_WHAT YOU ARE ASKED TO DO_. Please reproduce word for word the lines of the listing below that run between the line holding "mark the camouflage" and the line holding "[338,93,362,113]", inclusive.

_PROVIDED INFORMATION_.
(begin)

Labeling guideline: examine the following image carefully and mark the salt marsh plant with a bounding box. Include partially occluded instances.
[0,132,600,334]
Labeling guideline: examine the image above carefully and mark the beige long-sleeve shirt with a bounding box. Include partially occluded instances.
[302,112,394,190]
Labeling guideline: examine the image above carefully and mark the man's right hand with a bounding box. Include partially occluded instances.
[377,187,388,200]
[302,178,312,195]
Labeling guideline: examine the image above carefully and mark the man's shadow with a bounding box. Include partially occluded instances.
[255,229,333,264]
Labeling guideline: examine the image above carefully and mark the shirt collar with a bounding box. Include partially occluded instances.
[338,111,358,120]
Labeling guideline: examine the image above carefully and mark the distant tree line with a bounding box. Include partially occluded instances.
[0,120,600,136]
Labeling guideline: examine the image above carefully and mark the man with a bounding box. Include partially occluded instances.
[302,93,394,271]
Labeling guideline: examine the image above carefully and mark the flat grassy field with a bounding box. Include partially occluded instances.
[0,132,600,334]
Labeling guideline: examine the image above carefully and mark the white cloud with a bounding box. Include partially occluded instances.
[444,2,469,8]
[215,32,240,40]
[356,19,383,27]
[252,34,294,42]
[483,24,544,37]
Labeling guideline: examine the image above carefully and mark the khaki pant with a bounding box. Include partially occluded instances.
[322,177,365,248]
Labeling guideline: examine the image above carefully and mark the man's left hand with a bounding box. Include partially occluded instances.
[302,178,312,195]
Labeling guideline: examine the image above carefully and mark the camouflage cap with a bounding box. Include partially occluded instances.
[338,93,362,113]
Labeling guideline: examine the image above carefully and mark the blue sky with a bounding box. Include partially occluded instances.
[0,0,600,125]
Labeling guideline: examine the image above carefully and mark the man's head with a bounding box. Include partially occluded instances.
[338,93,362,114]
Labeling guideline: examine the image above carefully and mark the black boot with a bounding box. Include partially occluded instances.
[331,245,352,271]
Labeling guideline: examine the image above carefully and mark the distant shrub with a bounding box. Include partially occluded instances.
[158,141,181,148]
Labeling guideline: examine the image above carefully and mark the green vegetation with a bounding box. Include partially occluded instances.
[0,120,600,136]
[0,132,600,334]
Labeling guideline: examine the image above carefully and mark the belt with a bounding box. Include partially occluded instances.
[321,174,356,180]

(end)
(begin)

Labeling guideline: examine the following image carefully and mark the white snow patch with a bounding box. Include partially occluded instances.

(end)

_COMPLETED EXERCISE_.
Labeling guideline: examine the image above carefully and mark the camouflage cap with a bounding box. Include partially occluded instances.
[338,93,362,113]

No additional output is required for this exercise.